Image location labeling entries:
-=-=-

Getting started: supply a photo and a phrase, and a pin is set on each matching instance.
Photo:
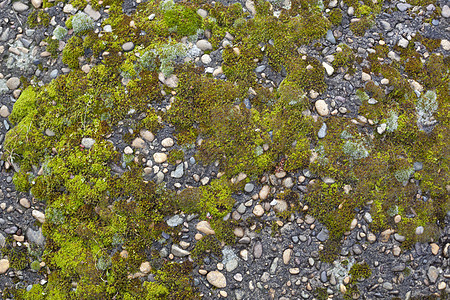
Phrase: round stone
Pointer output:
(321, 108)
(14, 82)
(217, 279)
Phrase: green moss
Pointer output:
(72, 51)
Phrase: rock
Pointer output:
(87, 142)
(4, 265)
(19, 6)
(433, 274)
(4, 111)
(445, 11)
(249, 187)
(322, 131)
(25, 202)
(403, 6)
(145, 267)
(323, 235)
(138, 143)
(419, 230)
(328, 68)
(365, 76)
(403, 43)
(434, 248)
(258, 210)
(14, 82)
(159, 157)
(321, 108)
(167, 142)
(38, 215)
(128, 46)
(179, 171)
(36, 3)
(175, 221)
(264, 192)
(216, 279)
(92, 13)
(179, 252)
(205, 227)
(445, 44)
(204, 45)
(35, 237)
(147, 135)
(257, 249)
(287, 256)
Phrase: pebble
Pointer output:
(167, 142)
(321, 108)
(159, 157)
(14, 82)
(4, 265)
(204, 45)
(216, 279)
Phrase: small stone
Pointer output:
(138, 143)
(419, 230)
(19, 6)
(159, 157)
(128, 46)
(258, 210)
(321, 108)
(4, 111)
(179, 252)
(287, 256)
(205, 227)
(264, 193)
(403, 43)
(25, 202)
(145, 267)
(328, 68)
(147, 135)
(433, 274)
(4, 265)
(167, 142)
(434, 248)
(38, 215)
(365, 76)
(204, 45)
(14, 82)
(216, 279)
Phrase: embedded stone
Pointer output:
(321, 108)
(159, 157)
(205, 227)
(216, 279)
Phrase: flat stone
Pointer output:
(147, 135)
(19, 6)
(175, 221)
(205, 227)
(4, 265)
(433, 274)
(204, 45)
(159, 157)
(179, 252)
(38, 215)
(14, 82)
(216, 279)
(258, 210)
(321, 108)
(167, 142)
(138, 143)
(4, 111)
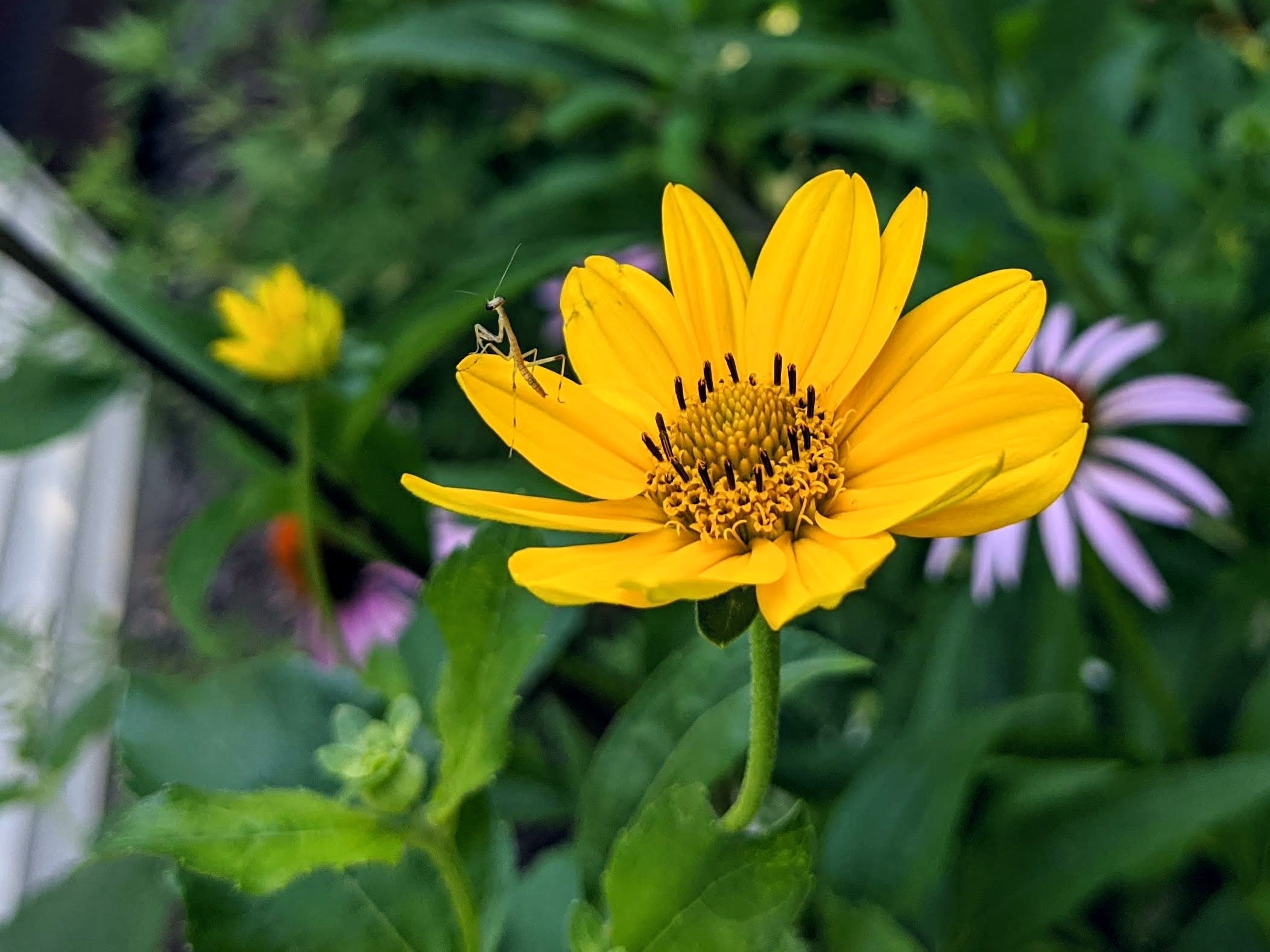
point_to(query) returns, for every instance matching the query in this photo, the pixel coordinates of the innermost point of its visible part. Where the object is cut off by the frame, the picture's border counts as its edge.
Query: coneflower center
(745, 459)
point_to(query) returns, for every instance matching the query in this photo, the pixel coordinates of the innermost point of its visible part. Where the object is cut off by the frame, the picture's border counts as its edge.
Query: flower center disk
(746, 460)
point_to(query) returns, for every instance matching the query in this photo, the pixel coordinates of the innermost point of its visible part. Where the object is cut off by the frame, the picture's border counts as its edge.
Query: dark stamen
(652, 447)
(704, 473)
(665, 437)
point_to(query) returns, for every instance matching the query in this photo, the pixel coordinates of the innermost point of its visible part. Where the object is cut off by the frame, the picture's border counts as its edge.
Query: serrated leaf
(201, 546)
(248, 727)
(43, 400)
(889, 838)
(1081, 845)
(362, 909)
(689, 724)
(724, 619)
(492, 629)
(258, 840)
(677, 881)
(542, 903)
(111, 906)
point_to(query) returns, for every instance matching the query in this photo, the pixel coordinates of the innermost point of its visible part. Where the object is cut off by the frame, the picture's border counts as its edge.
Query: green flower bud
(374, 758)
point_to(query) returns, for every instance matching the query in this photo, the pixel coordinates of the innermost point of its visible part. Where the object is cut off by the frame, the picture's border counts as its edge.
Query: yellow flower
(774, 432)
(285, 332)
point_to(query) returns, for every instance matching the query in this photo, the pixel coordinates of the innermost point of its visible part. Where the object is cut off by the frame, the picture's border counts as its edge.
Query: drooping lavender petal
(984, 569)
(1062, 544)
(1073, 361)
(314, 636)
(1134, 494)
(449, 534)
(939, 558)
(1181, 476)
(1119, 549)
(1009, 552)
(1118, 351)
(1052, 338)
(1169, 398)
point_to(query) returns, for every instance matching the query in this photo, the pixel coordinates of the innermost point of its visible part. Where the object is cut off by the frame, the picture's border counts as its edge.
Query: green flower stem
(765, 702)
(440, 847)
(314, 573)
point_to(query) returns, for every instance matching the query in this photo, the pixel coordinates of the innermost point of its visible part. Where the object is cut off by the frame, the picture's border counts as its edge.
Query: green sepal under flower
(374, 758)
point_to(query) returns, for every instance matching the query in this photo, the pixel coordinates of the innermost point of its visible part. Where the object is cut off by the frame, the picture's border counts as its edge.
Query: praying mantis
(522, 361)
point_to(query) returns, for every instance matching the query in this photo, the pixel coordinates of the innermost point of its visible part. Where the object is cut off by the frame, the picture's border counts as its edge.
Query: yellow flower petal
(853, 352)
(858, 512)
(622, 328)
(821, 569)
(574, 575)
(242, 315)
(820, 260)
(1009, 498)
(570, 435)
(618, 515)
(705, 569)
(977, 328)
(1032, 420)
(708, 274)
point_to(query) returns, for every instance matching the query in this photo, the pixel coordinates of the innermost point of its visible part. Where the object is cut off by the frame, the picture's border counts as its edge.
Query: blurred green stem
(440, 847)
(765, 702)
(314, 572)
(1142, 661)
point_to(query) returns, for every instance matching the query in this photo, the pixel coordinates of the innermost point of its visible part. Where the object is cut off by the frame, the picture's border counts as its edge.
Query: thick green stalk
(765, 702)
(315, 574)
(440, 847)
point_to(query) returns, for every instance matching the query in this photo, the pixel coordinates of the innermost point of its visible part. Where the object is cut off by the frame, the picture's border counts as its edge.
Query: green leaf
(850, 927)
(253, 725)
(367, 908)
(587, 931)
(259, 840)
(111, 906)
(542, 903)
(43, 400)
(198, 550)
(492, 629)
(1133, 824)
(689, 724)
(724, 619)
(55, 749)
(889, 837)
(676, 881)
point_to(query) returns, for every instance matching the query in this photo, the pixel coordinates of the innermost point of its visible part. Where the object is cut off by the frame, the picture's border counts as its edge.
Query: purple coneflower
(1117, 474)
(548, 294)
(374, 602)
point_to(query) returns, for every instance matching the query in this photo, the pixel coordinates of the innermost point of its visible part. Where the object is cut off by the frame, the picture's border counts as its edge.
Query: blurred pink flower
(449, 534)
(647, 258)
(374, 602)
(1117, 474)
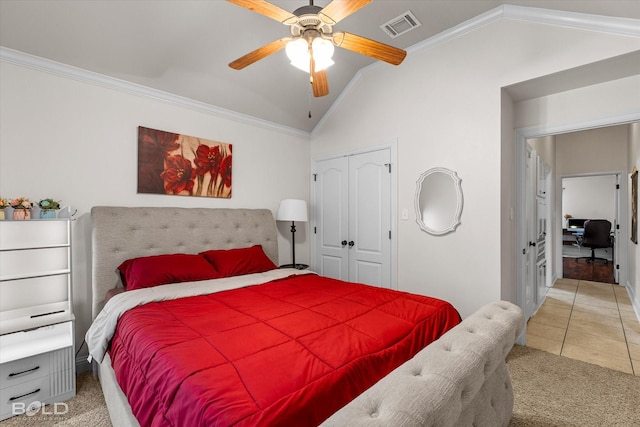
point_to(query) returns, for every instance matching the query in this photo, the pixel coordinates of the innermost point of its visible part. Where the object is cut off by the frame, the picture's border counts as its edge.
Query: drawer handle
(15, 374)
(24, 395)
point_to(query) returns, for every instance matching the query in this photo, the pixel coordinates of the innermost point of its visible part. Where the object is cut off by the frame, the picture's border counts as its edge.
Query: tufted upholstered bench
(459, 380)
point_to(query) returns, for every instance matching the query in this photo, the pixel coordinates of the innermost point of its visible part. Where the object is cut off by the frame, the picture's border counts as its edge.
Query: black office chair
(597, 234)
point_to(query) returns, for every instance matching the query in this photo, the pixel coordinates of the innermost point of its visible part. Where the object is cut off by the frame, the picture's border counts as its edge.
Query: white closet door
(370, 218)
(331, 218)
(353, 218)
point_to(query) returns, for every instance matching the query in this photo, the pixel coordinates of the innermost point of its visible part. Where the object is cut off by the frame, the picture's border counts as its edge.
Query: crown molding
(41, 64)
(579, 21)
(605, 24)
(610, 25)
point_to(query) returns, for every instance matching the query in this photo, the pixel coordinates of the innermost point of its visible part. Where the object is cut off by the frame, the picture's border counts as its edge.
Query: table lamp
(293, 210)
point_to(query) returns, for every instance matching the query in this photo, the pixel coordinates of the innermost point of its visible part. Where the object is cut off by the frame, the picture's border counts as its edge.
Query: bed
(255, 347)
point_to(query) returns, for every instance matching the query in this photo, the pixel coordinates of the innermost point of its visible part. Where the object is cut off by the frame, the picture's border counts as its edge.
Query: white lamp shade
(292, 210)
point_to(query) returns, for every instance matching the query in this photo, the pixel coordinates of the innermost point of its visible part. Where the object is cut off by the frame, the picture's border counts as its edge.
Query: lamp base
(296, 266)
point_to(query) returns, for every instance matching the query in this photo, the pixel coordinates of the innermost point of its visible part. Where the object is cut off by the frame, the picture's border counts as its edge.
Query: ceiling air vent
(401, 24)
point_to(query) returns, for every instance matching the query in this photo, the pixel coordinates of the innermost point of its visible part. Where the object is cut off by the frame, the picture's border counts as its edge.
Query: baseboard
(82, 364)
(635, 300)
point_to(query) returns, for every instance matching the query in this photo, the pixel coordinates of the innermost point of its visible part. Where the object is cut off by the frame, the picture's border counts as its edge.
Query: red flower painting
(170, 163)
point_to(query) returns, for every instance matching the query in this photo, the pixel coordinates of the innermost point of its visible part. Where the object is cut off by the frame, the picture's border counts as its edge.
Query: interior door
(529, 251)
(331, 218)
(616, 232)
(352, 218)
(370, 218)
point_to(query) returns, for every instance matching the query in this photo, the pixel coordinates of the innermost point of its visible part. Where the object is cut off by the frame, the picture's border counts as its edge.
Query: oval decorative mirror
(438, 201)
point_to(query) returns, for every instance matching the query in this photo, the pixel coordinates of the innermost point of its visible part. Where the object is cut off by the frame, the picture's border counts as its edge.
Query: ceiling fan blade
(319, 83)
(258, 54)
(369, 47)
(337, 10)
(267, 9)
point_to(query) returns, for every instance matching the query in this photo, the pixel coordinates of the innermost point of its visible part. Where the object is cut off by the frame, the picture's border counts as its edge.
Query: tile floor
(589, 321)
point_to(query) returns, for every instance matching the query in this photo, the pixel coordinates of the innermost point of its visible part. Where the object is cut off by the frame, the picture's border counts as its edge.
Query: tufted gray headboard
(121, 233)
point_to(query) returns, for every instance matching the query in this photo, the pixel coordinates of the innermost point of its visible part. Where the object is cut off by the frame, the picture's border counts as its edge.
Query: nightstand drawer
(35, 390)
(26, 369)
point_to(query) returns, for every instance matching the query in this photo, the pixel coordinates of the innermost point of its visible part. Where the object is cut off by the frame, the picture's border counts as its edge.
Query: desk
(570, 235)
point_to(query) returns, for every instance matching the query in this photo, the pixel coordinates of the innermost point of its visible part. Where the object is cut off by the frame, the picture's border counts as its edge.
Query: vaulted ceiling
(183, 47)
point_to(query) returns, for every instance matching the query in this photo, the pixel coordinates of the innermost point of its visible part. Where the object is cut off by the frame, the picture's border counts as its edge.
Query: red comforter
(289, 352)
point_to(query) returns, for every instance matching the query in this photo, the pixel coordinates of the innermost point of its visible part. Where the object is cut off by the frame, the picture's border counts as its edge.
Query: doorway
(592, 196)
(555, 222)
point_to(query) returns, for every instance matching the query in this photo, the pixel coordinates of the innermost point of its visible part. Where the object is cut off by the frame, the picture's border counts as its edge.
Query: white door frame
(392, 146)
(521, 136)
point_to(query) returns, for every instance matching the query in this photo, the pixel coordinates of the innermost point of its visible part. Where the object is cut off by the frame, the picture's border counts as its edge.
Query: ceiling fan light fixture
(298, 53)
(322, 53)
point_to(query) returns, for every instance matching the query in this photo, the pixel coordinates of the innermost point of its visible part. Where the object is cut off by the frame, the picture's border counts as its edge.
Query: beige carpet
(550, 391)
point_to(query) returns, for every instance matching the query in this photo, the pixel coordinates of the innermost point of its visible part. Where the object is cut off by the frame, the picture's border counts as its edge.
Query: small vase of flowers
(3, 205)
(21, 208)
(48, 208)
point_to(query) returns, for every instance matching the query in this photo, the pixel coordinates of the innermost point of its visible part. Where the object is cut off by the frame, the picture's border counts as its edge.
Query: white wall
(77, 142)
(444, 106)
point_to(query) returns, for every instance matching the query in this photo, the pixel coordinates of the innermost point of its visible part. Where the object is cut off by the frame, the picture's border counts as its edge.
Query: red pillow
(236, 262)
(145, 272)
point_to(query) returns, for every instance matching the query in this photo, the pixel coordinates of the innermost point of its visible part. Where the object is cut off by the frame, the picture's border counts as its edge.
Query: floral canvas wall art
(171, 163)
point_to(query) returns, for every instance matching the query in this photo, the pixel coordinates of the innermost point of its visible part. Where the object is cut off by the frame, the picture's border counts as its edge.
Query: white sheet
(104, 325)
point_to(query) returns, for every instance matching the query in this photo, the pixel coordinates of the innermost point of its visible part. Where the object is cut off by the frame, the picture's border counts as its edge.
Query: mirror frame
(455, 221)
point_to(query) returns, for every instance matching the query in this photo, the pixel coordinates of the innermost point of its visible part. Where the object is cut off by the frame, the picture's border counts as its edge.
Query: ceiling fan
(312, 39)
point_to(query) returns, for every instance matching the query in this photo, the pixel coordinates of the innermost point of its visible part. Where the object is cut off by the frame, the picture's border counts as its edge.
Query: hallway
(589, 321)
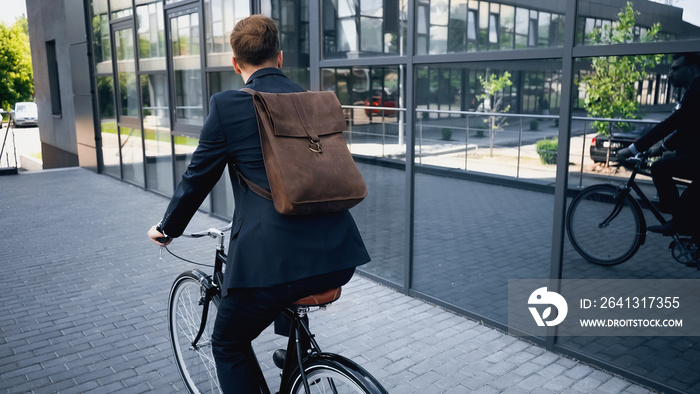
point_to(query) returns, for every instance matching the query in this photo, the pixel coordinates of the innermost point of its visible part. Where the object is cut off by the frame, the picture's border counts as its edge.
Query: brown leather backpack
(308, 164)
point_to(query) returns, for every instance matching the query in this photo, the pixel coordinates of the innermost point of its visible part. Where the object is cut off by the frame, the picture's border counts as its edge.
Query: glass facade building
(446, 103)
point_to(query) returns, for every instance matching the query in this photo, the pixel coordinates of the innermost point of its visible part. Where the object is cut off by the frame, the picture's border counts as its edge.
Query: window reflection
(151, 35)
(473, 25)
(222, 16)
(126, 72)
(100, 37)
(292, 18)
(108, 126)
(184, 31)
(120, 8)
(224, 80)
(678, 20)
(131, 143)
(156, 128)
(353, 28)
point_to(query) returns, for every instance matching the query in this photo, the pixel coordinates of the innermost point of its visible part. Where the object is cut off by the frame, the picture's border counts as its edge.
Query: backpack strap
(257, 189)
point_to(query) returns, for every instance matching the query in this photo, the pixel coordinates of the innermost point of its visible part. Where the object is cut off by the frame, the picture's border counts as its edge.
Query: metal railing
(8, 150)
(502, 144)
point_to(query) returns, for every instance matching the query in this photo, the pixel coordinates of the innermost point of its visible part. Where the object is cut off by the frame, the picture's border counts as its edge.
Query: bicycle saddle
(319, 299)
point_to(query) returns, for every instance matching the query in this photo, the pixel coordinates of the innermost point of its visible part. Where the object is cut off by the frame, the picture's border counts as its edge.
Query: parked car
(618, 140)
(26, 114)
(381, 99)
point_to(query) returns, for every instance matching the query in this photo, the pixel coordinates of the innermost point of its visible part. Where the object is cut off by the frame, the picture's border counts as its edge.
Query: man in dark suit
(273, 259)
(685, 141)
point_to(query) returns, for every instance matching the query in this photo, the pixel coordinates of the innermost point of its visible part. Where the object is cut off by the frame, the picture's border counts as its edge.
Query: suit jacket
(685, 121)
(266, 248)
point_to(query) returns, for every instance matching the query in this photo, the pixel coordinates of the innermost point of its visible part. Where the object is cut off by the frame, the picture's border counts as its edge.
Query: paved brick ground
(84, 306)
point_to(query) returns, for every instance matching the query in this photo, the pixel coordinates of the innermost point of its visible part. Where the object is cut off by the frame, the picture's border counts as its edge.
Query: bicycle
(193, 301)
(606, 225)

-=-=-

Pick out every line in the entries above that contains the string "bicycle", and copy each one in full.

Query: bicycle saddle
Query: bicycle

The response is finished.